Will you restate verbatim the lines running from the line with "GET /detect?q=statue's hand&fmt=prose_corners" to the end of the data, leaving out everything else?

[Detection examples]
--

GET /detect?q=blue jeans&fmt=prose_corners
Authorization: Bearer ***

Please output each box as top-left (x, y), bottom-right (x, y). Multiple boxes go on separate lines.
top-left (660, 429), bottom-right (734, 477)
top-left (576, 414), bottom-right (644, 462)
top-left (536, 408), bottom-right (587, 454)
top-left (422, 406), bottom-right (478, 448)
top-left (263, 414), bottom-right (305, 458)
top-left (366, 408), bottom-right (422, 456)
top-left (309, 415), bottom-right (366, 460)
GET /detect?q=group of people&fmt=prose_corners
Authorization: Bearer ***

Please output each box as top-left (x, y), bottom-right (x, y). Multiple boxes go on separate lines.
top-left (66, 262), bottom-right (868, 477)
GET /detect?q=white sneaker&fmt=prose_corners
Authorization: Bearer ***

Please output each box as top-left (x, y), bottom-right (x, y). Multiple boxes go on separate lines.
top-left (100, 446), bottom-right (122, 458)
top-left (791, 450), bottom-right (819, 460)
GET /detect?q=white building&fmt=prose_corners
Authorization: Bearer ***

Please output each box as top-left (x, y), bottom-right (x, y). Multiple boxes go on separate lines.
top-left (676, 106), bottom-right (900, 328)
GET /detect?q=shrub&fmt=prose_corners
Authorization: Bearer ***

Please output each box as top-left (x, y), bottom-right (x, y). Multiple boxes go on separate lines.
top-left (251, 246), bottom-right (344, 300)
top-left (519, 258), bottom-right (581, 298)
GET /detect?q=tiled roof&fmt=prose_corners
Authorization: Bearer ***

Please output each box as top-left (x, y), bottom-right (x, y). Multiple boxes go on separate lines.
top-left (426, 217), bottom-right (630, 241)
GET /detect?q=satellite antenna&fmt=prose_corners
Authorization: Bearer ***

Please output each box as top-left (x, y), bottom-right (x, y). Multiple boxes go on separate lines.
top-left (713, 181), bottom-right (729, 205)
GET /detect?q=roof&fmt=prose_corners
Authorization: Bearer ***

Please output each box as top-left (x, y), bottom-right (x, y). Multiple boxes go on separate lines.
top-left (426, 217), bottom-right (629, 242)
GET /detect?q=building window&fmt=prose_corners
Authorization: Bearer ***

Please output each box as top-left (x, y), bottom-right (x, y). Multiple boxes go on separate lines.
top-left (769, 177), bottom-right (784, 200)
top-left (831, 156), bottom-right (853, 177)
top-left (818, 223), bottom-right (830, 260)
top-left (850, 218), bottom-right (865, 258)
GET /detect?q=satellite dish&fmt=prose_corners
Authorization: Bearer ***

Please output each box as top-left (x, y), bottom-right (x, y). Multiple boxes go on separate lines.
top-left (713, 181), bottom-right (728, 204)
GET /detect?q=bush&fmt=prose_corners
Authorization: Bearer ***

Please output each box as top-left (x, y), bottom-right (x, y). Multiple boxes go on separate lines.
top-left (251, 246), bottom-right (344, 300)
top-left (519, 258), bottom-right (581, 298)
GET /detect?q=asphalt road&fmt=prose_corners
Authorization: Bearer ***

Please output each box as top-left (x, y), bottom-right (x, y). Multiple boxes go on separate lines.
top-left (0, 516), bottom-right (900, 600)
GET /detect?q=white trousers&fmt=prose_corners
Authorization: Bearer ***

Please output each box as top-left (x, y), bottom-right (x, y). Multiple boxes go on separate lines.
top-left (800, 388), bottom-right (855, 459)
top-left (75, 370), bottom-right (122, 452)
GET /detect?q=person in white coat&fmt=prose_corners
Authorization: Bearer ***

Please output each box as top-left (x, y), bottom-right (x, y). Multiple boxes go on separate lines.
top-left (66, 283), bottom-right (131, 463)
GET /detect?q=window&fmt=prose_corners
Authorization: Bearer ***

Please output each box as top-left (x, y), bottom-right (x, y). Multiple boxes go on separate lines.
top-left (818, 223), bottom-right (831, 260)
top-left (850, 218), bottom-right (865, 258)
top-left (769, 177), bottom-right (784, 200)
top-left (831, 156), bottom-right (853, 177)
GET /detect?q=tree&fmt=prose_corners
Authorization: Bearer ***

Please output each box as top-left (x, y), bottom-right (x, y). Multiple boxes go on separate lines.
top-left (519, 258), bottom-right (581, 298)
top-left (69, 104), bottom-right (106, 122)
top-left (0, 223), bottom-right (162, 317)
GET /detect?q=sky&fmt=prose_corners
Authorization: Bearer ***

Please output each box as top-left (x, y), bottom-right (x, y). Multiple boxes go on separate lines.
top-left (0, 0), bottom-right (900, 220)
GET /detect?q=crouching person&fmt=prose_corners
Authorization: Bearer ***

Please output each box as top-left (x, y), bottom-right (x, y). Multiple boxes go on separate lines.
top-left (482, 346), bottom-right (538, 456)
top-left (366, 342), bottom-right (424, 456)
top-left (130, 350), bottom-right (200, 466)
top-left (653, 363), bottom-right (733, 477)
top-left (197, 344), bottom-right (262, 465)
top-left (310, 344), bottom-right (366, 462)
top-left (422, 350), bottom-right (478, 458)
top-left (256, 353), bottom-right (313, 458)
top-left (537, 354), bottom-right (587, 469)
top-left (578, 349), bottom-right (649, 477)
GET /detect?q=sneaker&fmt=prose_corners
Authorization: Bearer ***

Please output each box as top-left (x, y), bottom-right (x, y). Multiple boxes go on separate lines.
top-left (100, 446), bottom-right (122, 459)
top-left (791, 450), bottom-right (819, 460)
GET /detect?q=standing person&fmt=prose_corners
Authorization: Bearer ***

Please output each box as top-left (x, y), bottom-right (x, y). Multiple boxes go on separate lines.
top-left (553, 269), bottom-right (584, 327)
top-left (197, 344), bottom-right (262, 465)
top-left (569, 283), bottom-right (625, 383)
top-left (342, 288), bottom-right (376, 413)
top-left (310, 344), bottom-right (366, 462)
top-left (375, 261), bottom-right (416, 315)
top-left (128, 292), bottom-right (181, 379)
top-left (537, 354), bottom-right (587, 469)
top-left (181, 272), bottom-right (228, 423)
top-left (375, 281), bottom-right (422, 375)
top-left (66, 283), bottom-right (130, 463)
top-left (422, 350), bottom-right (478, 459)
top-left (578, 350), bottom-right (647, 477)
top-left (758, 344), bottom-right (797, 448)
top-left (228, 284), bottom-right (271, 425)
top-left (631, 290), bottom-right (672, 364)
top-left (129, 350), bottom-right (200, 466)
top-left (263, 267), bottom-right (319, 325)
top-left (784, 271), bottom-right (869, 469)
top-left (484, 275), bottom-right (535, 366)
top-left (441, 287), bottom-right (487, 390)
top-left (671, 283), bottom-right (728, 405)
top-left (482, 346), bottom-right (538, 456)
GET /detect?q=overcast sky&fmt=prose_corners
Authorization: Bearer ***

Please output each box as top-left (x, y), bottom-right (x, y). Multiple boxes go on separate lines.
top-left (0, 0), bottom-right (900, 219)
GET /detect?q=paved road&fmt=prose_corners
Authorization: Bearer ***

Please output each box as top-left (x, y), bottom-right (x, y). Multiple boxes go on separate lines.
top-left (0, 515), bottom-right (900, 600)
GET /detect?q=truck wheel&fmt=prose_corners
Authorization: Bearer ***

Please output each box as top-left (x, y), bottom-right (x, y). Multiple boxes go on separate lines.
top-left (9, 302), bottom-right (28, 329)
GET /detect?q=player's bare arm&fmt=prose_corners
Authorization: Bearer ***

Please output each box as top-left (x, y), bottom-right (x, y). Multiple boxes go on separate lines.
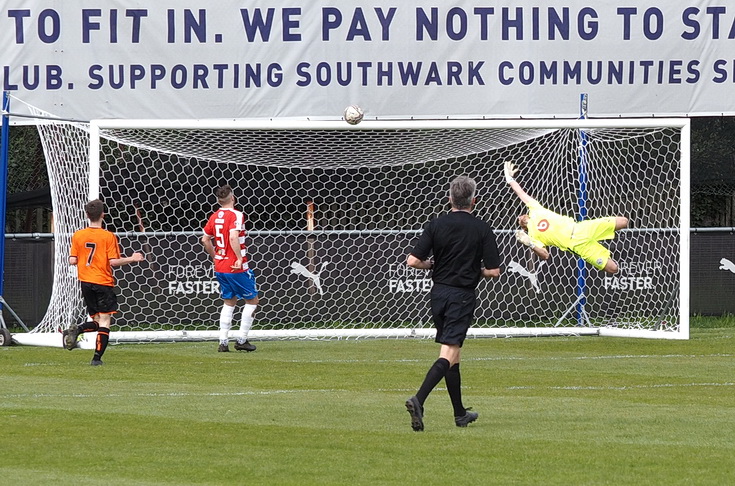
top-left (406, 255), bottom-right (434, 270)
top-left (482, 268), bottom-right (500, 278)
top-left (503, 162), bottom-right (534, 204)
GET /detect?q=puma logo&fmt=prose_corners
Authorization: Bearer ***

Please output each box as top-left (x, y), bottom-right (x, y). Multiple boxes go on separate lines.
top-left (291, 262), bottom-right (329, 295)
top-left (720, 258), bottom-right (735, 273)
top-left (508, 261), bottom-right (546, 292)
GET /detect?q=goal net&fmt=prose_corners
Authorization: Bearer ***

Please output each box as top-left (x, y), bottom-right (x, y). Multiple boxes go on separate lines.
top-left (17, 112), bottom-right (689, 342)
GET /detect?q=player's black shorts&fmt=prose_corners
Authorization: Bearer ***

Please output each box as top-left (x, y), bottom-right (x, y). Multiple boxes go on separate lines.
top-left (431, 284), bottom-right (477, 347)
top-left (80, 282), bottom-right (117, 317)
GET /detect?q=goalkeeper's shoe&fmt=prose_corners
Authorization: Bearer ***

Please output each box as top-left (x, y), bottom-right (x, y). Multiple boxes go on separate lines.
top-left (61, 326), bottom-right (79, 351)
top-left (406, 395), bottom-right (424, 432)
top-left (235, 341), bottom-right (258, 353)
top-left (454, 408), bottom-right (479, 427)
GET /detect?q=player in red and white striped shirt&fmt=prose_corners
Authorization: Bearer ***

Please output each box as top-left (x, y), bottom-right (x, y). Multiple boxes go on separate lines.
top-left (202, 185), bottom-right (258, 352)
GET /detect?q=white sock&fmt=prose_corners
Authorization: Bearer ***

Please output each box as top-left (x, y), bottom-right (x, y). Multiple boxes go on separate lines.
top-left (219, 304), bottom-right (235, 344)
top-left (237, 304), bottom-right (257, 344)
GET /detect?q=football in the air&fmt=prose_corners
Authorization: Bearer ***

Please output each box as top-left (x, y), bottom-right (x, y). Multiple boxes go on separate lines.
top-left (344, 105), bottom-right (365, 125)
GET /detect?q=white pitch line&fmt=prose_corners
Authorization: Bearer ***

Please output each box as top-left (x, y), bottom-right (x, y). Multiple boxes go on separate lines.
top-left (0, 382), bottom-right (735, 399)
top-left (0, 388), bottom-right (350, 398)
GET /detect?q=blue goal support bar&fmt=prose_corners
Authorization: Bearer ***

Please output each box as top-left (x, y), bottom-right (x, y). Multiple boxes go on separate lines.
top-left (576, 93), bottom-right (589, 326)
top-left (0, 91), bottom-right (10, 310)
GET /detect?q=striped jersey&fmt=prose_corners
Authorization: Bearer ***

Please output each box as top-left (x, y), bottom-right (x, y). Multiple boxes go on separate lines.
top-left (69, 227), bottom-right (120, 286)
top-left (204, 208), bottom-right (248, 273)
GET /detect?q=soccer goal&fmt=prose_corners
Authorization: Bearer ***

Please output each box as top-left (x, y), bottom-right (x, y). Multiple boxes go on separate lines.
top-left (14, 109), bottom-right (689, 342)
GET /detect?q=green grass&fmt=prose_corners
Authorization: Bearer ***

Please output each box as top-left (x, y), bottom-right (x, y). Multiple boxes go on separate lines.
top-left (0, 319), bottom-right (735, 485)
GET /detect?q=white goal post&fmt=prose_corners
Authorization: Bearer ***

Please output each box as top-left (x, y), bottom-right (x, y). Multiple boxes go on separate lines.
top-left (16, 112), bottom-right (690, 345)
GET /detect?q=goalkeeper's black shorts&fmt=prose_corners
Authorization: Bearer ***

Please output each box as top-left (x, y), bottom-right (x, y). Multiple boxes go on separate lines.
top-left (80, 282), bottom-right (117, 317)
top-left (431, 284), bottom-right (477, 347)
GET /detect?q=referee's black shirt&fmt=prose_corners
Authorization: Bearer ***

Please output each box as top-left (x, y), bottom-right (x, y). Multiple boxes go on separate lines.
top-left (411, 211), bottom-right (500, 289)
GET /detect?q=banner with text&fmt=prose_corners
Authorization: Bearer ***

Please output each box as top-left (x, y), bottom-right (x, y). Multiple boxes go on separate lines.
top-left (0, 0), bottom-right (735, 120)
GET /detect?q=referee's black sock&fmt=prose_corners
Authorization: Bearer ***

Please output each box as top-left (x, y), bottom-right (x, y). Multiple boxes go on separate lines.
top-left (92, 327), bottom-right (110, 360)
top-left (416, 358), bottom-right (449, 406)
top-left (444, 363), bottom-right (467, 417)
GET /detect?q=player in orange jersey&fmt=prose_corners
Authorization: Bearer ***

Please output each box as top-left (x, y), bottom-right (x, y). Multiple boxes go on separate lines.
top-left (63, 199), bottom-right (145, 366)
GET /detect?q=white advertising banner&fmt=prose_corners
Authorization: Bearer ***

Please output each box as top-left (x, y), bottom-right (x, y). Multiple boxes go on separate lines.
top-left (0, 0), bottom-right (735, 120)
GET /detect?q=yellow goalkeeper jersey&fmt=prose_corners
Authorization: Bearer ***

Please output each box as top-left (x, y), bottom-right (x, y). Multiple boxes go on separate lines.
top-left (526, 200), bottom-right (575, 250)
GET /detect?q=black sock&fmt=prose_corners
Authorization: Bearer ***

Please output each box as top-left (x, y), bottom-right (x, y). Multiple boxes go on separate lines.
top-left (92, 327), bottom-right (110, 361)
top-left (79, 321), bottom-right (100, 333)
top-left (416, 358), bottom-right (449, 406)
top-left (444, 363), bottom-right (467, 417)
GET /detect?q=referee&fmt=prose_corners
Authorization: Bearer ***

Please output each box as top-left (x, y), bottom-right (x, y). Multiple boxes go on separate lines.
top-left (406, 176), bottom-right (500, 431)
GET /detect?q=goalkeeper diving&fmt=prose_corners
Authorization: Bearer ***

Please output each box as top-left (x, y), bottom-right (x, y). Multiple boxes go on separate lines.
top-left (504, 162), bottom-right (628, 273)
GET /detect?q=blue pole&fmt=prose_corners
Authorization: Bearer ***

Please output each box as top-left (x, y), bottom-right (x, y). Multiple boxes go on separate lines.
top-left (0, 91), bottom-right (10, 300)
top-left (576, 93), bottom-right (588, 326)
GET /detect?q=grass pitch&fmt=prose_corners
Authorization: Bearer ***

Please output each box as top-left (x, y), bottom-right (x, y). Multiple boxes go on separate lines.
top-left (0, 321), bottom-right (735, 485)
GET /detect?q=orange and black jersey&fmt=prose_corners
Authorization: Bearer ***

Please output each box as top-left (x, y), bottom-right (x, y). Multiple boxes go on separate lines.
top-left (69, 227), bottom-right (120, 286)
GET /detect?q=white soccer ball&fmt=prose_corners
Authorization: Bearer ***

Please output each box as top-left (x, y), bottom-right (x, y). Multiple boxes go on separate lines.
top-left (344, 105), bottom-right (365, 125)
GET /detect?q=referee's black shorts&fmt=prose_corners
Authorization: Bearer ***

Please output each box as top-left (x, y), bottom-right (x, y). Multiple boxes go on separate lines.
top-left (431, 284), bottom-right (477, 347)
top-left (80, 282), bottom-right (117, 317)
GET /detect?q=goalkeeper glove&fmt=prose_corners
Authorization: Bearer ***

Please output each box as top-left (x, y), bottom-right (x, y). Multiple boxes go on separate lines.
top-left (516, 230), bottom-right (536, 250)
top-left (503, 162), bottom-right (518, 184)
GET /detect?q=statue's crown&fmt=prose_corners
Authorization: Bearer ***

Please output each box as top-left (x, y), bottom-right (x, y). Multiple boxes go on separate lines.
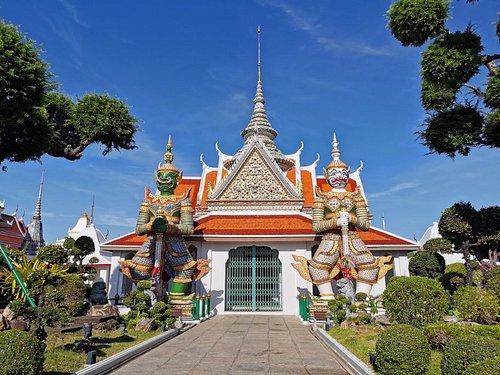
top-left (326, 133), bottom-right (349, 170)
top-left (157, 135), bottom-right (181, 175)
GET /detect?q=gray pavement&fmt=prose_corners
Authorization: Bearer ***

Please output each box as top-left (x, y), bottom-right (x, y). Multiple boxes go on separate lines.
top-left (113, 315), bottom-right (349, 375)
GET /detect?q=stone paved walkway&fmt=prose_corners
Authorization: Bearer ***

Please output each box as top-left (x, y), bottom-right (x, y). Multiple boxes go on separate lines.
top-left (113, 315), bottom-right (348, 375)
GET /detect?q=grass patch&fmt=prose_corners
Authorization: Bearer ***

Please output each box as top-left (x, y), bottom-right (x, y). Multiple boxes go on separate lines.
top-left (43, 330), bottom-right (161, 375)
top-left (328, 325), bottom-right (382, 368)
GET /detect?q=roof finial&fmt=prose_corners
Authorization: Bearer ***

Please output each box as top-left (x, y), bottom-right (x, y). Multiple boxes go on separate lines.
top-left (257, 25), bottom-right (261, 81)
top-left (33, 171), bottom-right (45, 220)
top-left (90, 194), bottom-right (95, 224)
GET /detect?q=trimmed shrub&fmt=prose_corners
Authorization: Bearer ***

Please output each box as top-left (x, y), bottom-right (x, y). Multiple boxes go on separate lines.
top-left (383, 276), bottom-right (449, 328)
top-left (484, 266), bottom-right (500, 282)
top-left (467, 357), bottom-right (500, 375)
top-left (485, 274), bottom-right (500, 299)
top-left (0, 330), bottom-right (44, 375)
top-left (441, 335), bottom-right (500, 375)
top-left (439, 263), bottom-right (467, 294)
top-left (354, 294), bottom-right (368, 302)
top-left (424, 323), bottom-right (500, 350)
top-left (452, 286), bottom-right (499, 324)
top-left (409, 250), bottom-right (446, 279)
top-left (375, 324), bottom-right (431, 375)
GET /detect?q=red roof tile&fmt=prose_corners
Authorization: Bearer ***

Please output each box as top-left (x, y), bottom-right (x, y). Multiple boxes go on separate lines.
top-left (105, 215), bottom-right (413, 246)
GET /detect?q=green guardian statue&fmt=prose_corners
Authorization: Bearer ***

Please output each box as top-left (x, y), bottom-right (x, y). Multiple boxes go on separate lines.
top-left (120, 137), bottom-right (209, 303)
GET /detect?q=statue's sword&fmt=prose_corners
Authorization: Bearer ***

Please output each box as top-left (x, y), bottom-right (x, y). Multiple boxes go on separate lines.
top-left (153, 233), bottom-right (163, 300)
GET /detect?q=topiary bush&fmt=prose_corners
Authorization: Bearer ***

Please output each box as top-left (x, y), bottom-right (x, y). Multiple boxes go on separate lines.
top-left (375, 324), bottom-right (431, 375)
top-left (0, 330), bottom-right (44, 375)
top-left (484, 267), bottom-right (500, 299)
top-left (383, 276), bottom-right (449, 328)
top-left (424, 323), bottom-right (500, 351)
top-left (409, 250), bottom-right (446, 279)
top-left (452, 286), bottom-right (499, 324)
top-left (441, 335), bottom-right (500, 375)
top-left (439, 263), bottom-right (467, 294)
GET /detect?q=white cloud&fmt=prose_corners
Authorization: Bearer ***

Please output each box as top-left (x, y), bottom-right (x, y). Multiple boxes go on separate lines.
top-left (99, 213), bottom-right (137, 228)
top-left (368, 181), bottom-right (420, 198)
top-left (257, 0), bottom-right (390, 56)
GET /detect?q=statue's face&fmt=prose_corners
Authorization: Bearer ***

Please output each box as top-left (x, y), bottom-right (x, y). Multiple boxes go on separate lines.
top-left (156, 171), bottom-right (177, 195)
top-left (328, 168), bottom-right (349, 189)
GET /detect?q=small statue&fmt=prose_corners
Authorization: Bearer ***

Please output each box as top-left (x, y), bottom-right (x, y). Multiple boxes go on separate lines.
top-left (292, 133), bottom-right (392, 300)
top-left (89, 278), bottom-right (108, 305)
top-left (120, 136), bottom-right (209, 304)
top-left (337, 277), bottom-right (356, 305)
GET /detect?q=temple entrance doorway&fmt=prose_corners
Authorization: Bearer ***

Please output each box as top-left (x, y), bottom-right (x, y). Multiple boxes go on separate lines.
top-left (225, 245), bottom-right (283, 312)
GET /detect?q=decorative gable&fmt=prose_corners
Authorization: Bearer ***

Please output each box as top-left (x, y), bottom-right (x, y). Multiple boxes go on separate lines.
top-left (207, 140), bottom-right (303, 209)
top-left (220, 149), bottom-right (294, 200)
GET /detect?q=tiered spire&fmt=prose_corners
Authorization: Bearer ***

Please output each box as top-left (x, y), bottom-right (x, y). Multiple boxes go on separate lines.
top-left (224, 26), bottom-right (294, 171)
top-left (27, 173), bottom-right (45, 255)
top-left (241, 26), bottom-right (278, 140)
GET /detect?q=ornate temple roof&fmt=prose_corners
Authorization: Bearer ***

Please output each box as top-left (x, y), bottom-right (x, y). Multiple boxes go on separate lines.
top-left (224, 27), bottom-right (294, 171)
top-left (26, 174), bottom-right (45, 255)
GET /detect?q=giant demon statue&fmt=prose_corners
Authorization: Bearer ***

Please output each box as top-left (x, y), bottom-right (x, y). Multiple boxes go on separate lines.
top-left (293, 134), bottom-right (392, 300)
top-left (120, 137), bottom-right (209, 301)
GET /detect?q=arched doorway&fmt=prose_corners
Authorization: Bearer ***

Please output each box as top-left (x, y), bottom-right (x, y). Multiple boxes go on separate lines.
top-left (225, 245), bottom-right (283, 311)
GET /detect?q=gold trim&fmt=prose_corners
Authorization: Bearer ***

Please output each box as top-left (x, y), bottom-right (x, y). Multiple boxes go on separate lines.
top-left (172, 260), bottom-right (196, 271)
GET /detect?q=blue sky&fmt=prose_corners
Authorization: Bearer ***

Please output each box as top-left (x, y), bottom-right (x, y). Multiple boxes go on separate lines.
top-left (0, 0), bottom-right (500, 242)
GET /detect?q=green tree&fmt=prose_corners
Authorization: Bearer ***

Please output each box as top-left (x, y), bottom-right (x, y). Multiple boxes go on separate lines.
top-left (439, 202), bottom-right (500, 286)
top-left (0, 19), bottom-right (137, 169)
top-left (387, 0), bottom-right (500, 158)
top-left (409, 250), bottom-right (446, 279)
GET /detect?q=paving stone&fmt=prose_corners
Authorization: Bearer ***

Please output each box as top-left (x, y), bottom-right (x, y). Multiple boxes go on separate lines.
top-left (113, 315), bottom-right (348, 375)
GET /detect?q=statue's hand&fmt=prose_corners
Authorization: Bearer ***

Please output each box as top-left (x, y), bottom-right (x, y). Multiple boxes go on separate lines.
top-left (153, 217), bottom-right (167, 233)
top-left (337, 212), bottom-right (349, 227)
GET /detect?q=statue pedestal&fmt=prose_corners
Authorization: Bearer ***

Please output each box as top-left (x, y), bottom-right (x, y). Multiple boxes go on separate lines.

--

*SOLUTION FOR THIS PROBLEM:*
GET /detect?q=statue's hand&fmt=prose_corners
Authorization: Bearer ***

Please output each box as top-left (x, y), bottom-right (x, y). Multiple boxes go on separate lines.
top-left (153, 217), bottom-right (167, 233)
top-left (337, 212), bottom-right (349, 227)
GET /detect?q=statue pedestal&fmt=prose_corners
Authorization: Bearer ***

Please output each box as top-left (x, y), bottom-right (x, y). Multiple boxes go on separate lines.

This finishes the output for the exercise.